▶ _Petunjuk dan Ketentuan_:
Menurut teks tentang ruang terbuka hijau di bawah, berapa proporsi luas minimal ruang terbuka hijau terhadap luas wilayah kota yang ditetapkan dalam UU No. 26 Tahun 2007?

▶ _Teks Bacaan_:
┄┄┄┄┄┄
KOTA YANG TELAH MENERAPKAN 30% WILAYAH KOTA MENJADI WILAYAH HIJAU

DEFINISI

Ruang Terbuka Hijau
Berdasarkan Undang-Undang Nomor 26 Tahun 2007 tentang Penataan Ruang dan Peraturan Menteri PU No.05/PRT/M/2008tentang Pedoman Penyediaan dan Pemanfaatan Ruang Terbuka Hijau di Kawasan Perkotaan disebutkan bahwa pengertian Ruang Terbuka Hijau (RTH) adalah area memanjang/jalur dan atau mengelompok, yang penggunaannya lebih bersifat terbuka, tempat tumbuh tanaman, baik yang tumbuh tanaman secara alamiah maupun yang sengaja ditanam. Dalam UU No. 26 Tahun 2007, secara khusus mengamanatkan perlunya penyediaan dan pemanfaatan ruang terbuka hijau, yang proporsi luasannya ditetapkan paling sedikit 30 (tiga puluh) persen dari luas wilayah kota.
Ruang Terbuka Hijau Kawasan Perkotaan
Ruang Terbuka Hijau Kawasan Perkotaan (RTHKP) berdasarkan Peraturan Menteri Dalam Negeri Nomor 1 Tahun 2007 tentang Ruang Terbuka Hijau Kawasan Perkotaan adalah bagian dari ruang terbuka suatu kawasan perkotaan yang diisi oleh tumbuhan dan tanaman guna mendukung manfaat ekologi, sosial, budaya, ekonomi, dan estetika.
Tipologi Ruang Terbuka Hijau
Dalam Peraturan Menteri Pekerjaan Umum No. 05/PRT/M/2008 tentang Pedoman Penyediaan dan Pemanfaatan Ruang Terbuka Hijau di Kawasan Perkotaan, mengklasifikasikan RTH yang ada sesuai dengan tipologi berikut :
Berdasarkan Fisik
RTH Alami, berupa habitat liar alami, kawasan lindung, dan taman-taman nasional.
┄┄┄┄┄┄
▶ _Catatan titik berlabel_:
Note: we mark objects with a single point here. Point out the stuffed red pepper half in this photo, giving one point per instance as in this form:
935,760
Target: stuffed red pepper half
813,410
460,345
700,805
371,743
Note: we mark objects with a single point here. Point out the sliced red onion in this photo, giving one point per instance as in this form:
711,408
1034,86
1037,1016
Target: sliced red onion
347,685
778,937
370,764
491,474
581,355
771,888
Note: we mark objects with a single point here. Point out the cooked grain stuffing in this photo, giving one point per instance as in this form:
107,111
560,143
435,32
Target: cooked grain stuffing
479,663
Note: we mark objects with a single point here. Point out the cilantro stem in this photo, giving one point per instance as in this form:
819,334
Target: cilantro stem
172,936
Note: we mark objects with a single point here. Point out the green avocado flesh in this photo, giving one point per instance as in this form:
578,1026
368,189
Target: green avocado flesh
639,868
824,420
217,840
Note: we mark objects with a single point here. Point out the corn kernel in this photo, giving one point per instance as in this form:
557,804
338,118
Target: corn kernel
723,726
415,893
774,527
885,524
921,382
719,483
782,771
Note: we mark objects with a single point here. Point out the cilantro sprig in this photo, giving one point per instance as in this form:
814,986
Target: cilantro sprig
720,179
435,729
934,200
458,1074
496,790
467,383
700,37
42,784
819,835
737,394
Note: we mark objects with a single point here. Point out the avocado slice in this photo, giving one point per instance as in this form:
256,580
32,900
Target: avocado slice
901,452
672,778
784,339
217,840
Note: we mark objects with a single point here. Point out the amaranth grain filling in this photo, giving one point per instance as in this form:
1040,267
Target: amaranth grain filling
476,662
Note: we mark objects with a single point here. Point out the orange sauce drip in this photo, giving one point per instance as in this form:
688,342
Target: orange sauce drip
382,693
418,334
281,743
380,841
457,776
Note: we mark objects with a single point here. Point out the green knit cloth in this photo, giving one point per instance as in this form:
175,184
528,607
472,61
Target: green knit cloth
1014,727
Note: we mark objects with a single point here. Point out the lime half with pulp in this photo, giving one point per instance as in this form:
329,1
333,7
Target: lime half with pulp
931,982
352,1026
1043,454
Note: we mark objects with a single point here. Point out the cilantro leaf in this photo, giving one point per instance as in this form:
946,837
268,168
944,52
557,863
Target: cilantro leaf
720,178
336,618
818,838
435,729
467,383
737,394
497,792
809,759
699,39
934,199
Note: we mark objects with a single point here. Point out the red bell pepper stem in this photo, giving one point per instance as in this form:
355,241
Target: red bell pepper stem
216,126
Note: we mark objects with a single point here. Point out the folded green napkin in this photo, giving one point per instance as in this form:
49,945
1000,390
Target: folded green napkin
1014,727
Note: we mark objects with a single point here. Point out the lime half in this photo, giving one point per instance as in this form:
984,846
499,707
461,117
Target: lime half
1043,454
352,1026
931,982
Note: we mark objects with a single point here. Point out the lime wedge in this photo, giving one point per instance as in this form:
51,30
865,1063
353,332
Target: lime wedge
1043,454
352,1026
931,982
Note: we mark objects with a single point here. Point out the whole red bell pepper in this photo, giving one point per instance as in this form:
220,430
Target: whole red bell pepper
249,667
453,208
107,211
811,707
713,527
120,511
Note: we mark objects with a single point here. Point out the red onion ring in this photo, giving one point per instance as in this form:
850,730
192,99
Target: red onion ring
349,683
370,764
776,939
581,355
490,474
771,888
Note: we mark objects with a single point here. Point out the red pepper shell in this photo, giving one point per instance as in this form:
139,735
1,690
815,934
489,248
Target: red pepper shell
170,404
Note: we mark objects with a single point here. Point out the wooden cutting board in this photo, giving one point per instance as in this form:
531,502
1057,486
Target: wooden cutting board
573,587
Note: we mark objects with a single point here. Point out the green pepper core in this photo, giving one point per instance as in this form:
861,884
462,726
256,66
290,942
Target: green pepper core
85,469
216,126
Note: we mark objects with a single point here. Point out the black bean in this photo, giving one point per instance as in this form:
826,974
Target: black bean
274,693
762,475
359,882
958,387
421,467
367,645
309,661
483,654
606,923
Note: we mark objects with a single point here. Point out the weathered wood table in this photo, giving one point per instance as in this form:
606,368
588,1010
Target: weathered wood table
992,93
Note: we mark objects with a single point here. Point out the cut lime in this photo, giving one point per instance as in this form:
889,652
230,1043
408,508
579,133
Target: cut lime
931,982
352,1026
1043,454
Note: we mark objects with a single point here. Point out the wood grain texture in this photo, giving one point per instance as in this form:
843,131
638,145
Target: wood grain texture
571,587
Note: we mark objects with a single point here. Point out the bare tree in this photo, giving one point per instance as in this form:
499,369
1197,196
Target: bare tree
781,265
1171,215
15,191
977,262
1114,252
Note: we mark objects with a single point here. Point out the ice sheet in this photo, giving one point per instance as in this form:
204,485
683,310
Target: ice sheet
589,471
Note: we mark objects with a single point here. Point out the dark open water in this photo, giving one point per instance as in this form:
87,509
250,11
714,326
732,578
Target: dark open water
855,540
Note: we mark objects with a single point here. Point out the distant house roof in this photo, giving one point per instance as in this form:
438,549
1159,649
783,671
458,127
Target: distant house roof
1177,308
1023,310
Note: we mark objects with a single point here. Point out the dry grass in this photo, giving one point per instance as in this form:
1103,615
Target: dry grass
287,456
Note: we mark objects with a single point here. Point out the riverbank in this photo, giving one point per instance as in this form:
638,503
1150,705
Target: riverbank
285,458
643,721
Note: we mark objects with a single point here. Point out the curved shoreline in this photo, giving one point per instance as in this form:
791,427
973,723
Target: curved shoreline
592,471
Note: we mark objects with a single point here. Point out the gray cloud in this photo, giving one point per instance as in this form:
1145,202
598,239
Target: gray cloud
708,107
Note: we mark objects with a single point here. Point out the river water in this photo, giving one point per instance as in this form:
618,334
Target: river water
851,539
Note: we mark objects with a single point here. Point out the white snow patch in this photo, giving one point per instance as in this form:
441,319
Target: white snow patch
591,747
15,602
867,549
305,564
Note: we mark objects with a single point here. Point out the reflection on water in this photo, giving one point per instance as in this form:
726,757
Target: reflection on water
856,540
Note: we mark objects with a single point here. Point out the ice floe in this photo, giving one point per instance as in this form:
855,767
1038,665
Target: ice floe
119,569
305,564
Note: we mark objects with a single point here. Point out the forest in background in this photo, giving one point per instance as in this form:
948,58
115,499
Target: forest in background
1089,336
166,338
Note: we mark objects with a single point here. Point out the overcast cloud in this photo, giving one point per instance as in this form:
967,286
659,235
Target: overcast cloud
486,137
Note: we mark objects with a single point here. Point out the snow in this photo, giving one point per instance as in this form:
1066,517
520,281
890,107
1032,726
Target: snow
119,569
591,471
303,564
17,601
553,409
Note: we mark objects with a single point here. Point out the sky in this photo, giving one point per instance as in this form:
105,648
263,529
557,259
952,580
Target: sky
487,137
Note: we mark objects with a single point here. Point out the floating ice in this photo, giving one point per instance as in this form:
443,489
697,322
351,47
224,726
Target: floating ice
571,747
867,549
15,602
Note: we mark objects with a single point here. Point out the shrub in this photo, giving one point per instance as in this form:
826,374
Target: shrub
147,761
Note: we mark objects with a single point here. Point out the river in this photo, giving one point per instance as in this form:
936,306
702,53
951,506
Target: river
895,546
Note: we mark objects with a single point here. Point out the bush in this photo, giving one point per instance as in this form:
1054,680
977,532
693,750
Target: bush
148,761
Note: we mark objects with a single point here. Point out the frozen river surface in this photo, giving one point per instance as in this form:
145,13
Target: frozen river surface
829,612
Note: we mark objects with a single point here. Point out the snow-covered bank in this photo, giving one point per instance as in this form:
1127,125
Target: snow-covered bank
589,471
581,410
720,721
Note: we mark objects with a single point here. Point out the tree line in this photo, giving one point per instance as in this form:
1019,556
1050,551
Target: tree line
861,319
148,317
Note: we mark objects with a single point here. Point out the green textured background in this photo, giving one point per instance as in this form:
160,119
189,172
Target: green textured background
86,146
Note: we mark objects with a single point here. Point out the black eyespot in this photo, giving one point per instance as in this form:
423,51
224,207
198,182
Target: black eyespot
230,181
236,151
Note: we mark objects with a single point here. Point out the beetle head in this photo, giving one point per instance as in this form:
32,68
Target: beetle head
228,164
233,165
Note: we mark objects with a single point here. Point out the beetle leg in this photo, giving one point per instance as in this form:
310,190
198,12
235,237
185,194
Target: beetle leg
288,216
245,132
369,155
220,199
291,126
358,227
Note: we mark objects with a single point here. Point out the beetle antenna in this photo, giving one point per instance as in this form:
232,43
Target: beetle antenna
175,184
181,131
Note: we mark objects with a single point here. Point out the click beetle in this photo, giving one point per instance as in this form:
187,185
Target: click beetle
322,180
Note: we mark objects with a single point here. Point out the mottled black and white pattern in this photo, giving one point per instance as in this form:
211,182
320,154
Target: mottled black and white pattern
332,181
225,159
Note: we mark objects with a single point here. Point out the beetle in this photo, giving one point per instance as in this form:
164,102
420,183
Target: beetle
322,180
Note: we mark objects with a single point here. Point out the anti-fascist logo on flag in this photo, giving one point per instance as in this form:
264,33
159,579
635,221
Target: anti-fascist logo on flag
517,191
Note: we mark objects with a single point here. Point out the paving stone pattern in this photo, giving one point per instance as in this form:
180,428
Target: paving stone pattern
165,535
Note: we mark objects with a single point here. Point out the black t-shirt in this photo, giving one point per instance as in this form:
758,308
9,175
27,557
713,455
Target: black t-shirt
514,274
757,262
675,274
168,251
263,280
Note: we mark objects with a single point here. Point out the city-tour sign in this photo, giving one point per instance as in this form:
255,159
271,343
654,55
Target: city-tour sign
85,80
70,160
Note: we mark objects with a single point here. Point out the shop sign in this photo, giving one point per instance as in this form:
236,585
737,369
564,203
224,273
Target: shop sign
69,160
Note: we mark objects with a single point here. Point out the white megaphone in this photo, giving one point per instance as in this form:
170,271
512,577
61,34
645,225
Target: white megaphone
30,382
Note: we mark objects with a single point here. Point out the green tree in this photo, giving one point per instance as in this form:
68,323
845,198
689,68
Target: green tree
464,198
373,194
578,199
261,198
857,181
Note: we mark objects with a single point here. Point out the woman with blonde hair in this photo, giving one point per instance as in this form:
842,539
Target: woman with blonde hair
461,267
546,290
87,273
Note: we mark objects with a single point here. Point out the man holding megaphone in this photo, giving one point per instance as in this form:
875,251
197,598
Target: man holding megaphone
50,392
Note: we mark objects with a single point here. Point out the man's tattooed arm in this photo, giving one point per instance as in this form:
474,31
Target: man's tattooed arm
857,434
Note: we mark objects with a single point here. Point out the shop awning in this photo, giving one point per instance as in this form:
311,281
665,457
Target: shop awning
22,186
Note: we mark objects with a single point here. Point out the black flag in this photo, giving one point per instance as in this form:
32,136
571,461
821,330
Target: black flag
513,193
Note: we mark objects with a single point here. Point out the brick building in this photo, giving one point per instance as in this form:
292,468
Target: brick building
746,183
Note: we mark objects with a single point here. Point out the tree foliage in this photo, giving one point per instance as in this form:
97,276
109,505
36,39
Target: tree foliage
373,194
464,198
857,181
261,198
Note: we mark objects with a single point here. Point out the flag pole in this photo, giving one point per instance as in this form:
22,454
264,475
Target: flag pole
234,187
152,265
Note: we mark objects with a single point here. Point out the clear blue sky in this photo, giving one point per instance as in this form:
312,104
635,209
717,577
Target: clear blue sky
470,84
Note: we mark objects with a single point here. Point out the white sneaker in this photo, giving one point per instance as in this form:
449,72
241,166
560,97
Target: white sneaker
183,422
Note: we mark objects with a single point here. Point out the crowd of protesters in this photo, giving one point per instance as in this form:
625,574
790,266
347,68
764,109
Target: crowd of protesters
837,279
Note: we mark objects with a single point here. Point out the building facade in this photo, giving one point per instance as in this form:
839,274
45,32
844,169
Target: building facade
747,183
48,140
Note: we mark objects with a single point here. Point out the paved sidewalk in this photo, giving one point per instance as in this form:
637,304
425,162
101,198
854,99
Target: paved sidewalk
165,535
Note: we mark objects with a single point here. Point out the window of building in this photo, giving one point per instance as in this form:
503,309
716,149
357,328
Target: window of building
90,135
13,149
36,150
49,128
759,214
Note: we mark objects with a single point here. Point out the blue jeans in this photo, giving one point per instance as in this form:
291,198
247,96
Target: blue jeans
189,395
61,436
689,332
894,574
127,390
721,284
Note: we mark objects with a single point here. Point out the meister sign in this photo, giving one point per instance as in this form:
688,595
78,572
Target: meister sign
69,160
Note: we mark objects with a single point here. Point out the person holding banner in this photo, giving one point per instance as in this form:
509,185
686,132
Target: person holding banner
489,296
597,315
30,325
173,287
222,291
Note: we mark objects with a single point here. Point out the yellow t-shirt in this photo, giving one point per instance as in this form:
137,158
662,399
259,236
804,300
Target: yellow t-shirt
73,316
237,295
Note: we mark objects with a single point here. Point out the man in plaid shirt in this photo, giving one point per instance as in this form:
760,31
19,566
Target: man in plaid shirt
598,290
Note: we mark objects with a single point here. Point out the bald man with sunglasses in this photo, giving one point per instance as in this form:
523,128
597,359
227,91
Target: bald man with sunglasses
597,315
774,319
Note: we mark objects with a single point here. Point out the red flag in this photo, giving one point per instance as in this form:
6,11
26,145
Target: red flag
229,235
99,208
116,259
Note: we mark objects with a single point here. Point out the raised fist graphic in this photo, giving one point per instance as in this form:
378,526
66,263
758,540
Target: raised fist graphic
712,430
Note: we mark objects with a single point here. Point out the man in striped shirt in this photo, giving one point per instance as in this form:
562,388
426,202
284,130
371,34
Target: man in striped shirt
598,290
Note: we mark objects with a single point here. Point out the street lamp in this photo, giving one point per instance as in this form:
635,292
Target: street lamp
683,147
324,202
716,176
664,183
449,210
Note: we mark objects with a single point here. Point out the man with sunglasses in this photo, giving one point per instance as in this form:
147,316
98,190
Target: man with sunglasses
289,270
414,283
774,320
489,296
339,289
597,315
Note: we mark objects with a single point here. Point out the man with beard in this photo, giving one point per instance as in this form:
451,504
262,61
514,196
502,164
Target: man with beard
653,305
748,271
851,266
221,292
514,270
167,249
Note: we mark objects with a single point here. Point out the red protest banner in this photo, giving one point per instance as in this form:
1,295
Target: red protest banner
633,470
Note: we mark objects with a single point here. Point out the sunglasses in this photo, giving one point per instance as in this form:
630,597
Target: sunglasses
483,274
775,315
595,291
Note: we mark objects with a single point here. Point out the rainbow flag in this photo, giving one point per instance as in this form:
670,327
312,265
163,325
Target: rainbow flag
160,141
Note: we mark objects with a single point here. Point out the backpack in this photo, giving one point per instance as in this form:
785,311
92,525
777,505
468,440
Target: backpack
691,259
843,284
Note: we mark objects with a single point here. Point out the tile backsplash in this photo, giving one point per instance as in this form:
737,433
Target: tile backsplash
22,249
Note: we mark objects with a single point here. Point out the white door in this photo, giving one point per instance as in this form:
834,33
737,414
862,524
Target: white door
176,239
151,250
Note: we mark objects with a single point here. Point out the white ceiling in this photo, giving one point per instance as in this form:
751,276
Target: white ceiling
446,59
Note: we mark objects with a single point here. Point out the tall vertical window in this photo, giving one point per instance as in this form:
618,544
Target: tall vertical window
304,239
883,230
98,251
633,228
┄┄┄┄┄┄
▶ _Hasil Tugas_:
Paling sedikit 30 (tiga puluh) persen dari luas wilayah kota.